---------- Data extract ----------
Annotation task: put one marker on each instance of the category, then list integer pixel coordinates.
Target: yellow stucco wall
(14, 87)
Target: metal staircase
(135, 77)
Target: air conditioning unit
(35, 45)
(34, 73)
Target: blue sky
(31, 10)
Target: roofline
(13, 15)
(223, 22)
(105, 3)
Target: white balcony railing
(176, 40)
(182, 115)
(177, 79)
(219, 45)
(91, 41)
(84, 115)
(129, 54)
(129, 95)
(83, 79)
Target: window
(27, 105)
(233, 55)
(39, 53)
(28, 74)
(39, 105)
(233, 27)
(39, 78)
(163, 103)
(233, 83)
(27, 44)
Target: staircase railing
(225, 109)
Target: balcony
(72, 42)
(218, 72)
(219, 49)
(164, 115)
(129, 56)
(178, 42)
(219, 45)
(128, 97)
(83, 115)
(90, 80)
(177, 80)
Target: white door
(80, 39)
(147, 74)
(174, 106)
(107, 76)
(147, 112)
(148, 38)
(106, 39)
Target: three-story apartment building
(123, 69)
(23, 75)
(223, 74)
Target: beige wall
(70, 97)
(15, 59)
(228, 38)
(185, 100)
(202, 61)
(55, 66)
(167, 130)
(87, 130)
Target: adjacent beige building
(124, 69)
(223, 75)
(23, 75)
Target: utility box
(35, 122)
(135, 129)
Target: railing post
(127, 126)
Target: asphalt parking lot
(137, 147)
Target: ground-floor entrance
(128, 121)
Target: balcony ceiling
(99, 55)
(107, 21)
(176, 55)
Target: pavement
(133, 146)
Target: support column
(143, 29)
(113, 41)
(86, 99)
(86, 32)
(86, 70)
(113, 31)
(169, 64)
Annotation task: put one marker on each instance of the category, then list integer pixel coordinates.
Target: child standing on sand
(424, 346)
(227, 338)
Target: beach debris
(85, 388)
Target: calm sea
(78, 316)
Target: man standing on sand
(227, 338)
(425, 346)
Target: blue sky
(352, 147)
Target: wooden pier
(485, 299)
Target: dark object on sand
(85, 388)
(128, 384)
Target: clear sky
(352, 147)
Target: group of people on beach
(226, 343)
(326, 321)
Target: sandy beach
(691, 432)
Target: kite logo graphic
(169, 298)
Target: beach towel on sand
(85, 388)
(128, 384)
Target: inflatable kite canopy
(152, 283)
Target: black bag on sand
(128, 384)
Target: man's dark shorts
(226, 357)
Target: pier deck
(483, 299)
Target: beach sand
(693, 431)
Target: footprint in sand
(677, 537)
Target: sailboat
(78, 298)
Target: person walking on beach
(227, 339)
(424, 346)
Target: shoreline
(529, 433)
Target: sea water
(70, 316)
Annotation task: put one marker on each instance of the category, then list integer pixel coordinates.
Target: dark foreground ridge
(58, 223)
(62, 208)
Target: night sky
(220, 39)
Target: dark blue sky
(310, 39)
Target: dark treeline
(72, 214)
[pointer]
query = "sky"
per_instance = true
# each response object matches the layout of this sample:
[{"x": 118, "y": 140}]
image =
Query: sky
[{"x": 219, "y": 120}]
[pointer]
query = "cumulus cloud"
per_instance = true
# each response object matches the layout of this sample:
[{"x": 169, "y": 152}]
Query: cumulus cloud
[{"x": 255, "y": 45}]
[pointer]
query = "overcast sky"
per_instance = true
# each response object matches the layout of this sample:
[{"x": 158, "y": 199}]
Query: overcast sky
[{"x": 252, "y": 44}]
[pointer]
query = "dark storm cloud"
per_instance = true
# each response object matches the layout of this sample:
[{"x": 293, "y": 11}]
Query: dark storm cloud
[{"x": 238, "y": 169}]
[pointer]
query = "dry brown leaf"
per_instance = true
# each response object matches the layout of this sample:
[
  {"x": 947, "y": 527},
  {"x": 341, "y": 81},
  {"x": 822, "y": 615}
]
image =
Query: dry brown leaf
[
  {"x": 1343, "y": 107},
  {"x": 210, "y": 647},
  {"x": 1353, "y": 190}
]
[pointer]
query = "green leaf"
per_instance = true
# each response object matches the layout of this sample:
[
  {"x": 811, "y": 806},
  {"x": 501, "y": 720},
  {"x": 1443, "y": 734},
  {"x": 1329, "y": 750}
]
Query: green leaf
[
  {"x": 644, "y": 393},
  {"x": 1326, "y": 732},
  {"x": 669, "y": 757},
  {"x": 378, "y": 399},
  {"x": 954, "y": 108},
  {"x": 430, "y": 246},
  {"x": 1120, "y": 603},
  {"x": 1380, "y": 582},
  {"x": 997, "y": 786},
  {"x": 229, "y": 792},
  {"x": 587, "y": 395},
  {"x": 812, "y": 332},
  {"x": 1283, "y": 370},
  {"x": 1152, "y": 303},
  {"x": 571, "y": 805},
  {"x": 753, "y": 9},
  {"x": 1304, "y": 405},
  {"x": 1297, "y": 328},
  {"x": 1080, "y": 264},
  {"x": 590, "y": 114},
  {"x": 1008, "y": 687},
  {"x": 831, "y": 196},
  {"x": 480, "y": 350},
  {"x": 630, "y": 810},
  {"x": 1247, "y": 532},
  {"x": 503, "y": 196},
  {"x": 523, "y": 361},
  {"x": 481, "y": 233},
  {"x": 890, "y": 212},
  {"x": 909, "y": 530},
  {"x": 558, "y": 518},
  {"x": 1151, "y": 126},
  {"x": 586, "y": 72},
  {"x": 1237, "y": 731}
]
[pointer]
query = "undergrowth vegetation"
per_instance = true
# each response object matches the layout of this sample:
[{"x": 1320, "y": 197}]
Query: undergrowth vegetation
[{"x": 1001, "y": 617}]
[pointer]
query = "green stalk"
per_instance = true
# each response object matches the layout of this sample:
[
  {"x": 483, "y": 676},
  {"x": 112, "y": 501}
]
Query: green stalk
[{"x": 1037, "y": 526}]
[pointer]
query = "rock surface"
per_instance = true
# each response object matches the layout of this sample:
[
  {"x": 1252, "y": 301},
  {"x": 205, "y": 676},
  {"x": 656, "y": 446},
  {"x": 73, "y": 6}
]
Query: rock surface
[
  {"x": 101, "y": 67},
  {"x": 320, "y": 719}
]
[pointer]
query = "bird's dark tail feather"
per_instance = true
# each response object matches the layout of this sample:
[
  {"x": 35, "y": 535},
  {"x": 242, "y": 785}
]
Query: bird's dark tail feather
----------
* **What the task requires**
Copy all the records above precisely.

* **Solution**
Annotation task: put one marker on each instance of the category, then list integer pixel coordinates.
Target: yellow stucco wall
(14, 87)
Target: metal staircase
(135, 77)
Target: air conditioning unit
(35, 45)
(34, 73)
Target: blue sky
(31, 10)
Target: roofline
(13, 15)
(223, 22)
(105, 3)
Target: white balcony railing
(176, 40)
(182, 115)
(177, 79)
(219, 45)
(91, 41)
(84, 115)
(129, 54)
(129, 95)
(83, 79)
Target: window
(27, 105)
(233, 55)
(39, 53)
(28, 74)
(39, 105)
(233, 27)
(39, 78)
(163, 103)
(233, 83)
(27, 44)
Target: staircase railing
(225, 109)
Target: balcony
(72, 42)
(218, 72)
(219, 49)
(164, 115)
(129, 56)
(178, 42)
(219, 45)
(128, 97)
(83, 115)
(90, 80)
(177, 80)
Target: white door
(80, 39)
(147, 74)
(174, 106)
(107, 76)
(147, 112)
(148, 38)
(106, 39)
Target: three-story apartment building
(123, 69)
(23, 75)
(223, 74)
Target: beige wall
(70, 97)
(15, 59)
(228, 38)
(185, 100)
(202, 61)
(55, 66)
(167, 130)
(87, 130)
Target: adjacent beige building
(124, 69)
(223, 75)
(23, 75)
Target: utility box
(35, 122)
(135, 129)
Target: railing post
(127, 126)
Target: asphalt parking lot
(137, 147)
Target: ground-floor entrance
(128, 121)
Target: balcony ceiling
(99, 55)
(107, 21)
(176, 55)
Target: pavement
(133, 146)
Target: support column
(143, 29)
(113, 41)
(86, 99)
(86, 32)
(86, 70)
(113, 31)
(169, 64)
Annotation task: put one marker on each instance of the category, then list integer pixel coordinates.
Target: child standing on sand
(424, 346)
(227, 338)
Target: beach debris
(85, 388)
Target: calm sea
(78, 316)
Target: man standing on sand
(227, 338)
(425, 346)
Target: blue sky
(352, 147)
Target: wooden pier
(485, 299)
Target: dark object on sand
(85, 388)
(128, 384)
Target: clear sky
(352, 147)
Target: group of people on beach
(226, 343)
(326, 321)
Target: sandy beach
(691, 432)
Target: kite logo graphic
(169, 298)
Target: beach towel on sand
(85, 388)
(128, 384)
Target: inflatable kite canopy
(152, 283)
Target: black bag on sand
(128, 384)
Target: man's dark shorts
(226, 357)
Target: pier deck
(483, 299)
Target: beach sand
(693, 431)
Target: footprint in sand
(677, 537)
Target: sailboat
(78, 298)
Target: person walking on beach
(227, 339)
(424, 346)
Target: shoreline
(529, 433)
Target: sea water
(70, 316)
Annotation task: put one marker on each instance of the category, then list integer pixel coordinates.
Target: dark foreground ridge
(58, 223)
(62, 208)
Target: night sky
(220, 39)
Target: dark blue sky
(310, 39)
Target: dark treeline
(72, 214)
[pointer]
query = "sky"
per_instance = true
# each response object matches the layout of this sample:
[{"x": 118, "y": 140}]
image =
Query: sky
[{"x": 219, "y": 120}]
[pointer]
query = "cumulus cloud"
per_instance = true
# each response object matches the layout of this sample:
[{"x": 169, "y": 152}]
Query: cumulus cloud
[{"x": 255, "y": 45}]
[pointer]
query = "overcast sky"
per_instance = true
# each response object matches the layout of this sample:
[{"x": 158, "y": 199}]
Query: overcast sky
[{"x": 252, "y": 44}]
[pointer]
query = "dark storm cloud"
per_instance = true
# each response object matches the layout of this sample:
[{"x": 293, "y": 11}]
Query: dark storm cloud
[{"x": 238, "y": 169}]
[pointer]
query = "dry brown leaf"
per_instance = true
# each response object matches the layout of this sample:
[
  {"x": 947, "y": 527},
  {"x": 341, "y": 81},
  {"x": 822, "y": 615}
]
image =
Query: dry brown leaf
[
  {"x": 1343, "y": 107},
  {"x": 210, "y": 647},
  {"x": 1353, "y": 190}
]
[pointer]
query = "green leaf"
per_instance = true
# each response object matches the layout of this sample:
[
  {"x": 811, "y": 806},
  {"x": 501, "y": 720},
  {"x": 1443, "y": 734},
  {"x": 1329, "y": 750}
]
Query: green leaf
[
  {"x": 644, "y": 393},
  {"x": 1326, "y": 732},
  {"x": 669, "y": 757},
  {"x": 378, "y": 399},
  {"x": 954, "y": 108},
  {"x": 430, "y": 246},
  {"x": 1120, "y": 603},
  {"x": 1380, "y": 582},
  {"x": 997, "y": 786},
  {"x": 229, "y": 792},
  {"x": 587, "y": 395},
  {"x": 812, "y": 332},
  {"x": 1283, "y": 370},
  {"x": 1152, "y": 303},
  {"x": 571, "y": 805},
  {"x": 753, "y": 9},
  {"x": 1304, "y": 405},
  {"x": 1297, "y": 328},
  {"x": 1080, "y": 264},
  {"x": 590, "y": 114},
  {"x": 1008, "y": 687},
  {"x": 831, "y": 196},
  {"x": 480, "y": 350},
  {"x": 630, "y": 810},
  {"x": 1247, "y": 532},
  {"x": 503, "y": 196},
  {"x": 523, "y": 361},
  {"x": 481, "y": 233},
  {"x": 890, "y": 212},
  {"x": 909, "y": 530},
  {"x": 558, "y": 518},
  {"x": 1151, "y": 126},
  {"x": 586, "y": 72},
  {"x": 1237, "y": 731}
]
[pointer]
query = "undergrowth vegetation"
per_instance = true
# each response object matches the layout of this sample:
[{"x": 1320, "y": 197}]
Query: undergrowth vegetation
[{"x": 1001, "y": 617}]
[pointer]
query = "green stalk"
per_instance = true
# each response object matches the layout of this sample:
[
  {"x": 483, "y": 676},
  {"x": 112, "y": 501}
]
Query: green stalk
[{"x": 1037, "y": 526}]
[pointer]
query = "rock surface"
per_instance = true
# each response object matches the layout of this sample:
[
  {"x": 1252, "y": 301},
  {"x": 205, "y": 676},
  {"x": 656, "y": 446},
  {"x": 73, "y": 6}
]
Query: rock surface
[
  {"x": 101, "y": 67},
  {"x": 320, "y": 719}
]
[pointer]
query = "bird's dark tail feather"
per_instance = true
# each response object matches the layout of this sample:
[
  {"x": 35, "y": 535},
  {"x": 242, "y": 785}
]
Query: bird's dark tail feather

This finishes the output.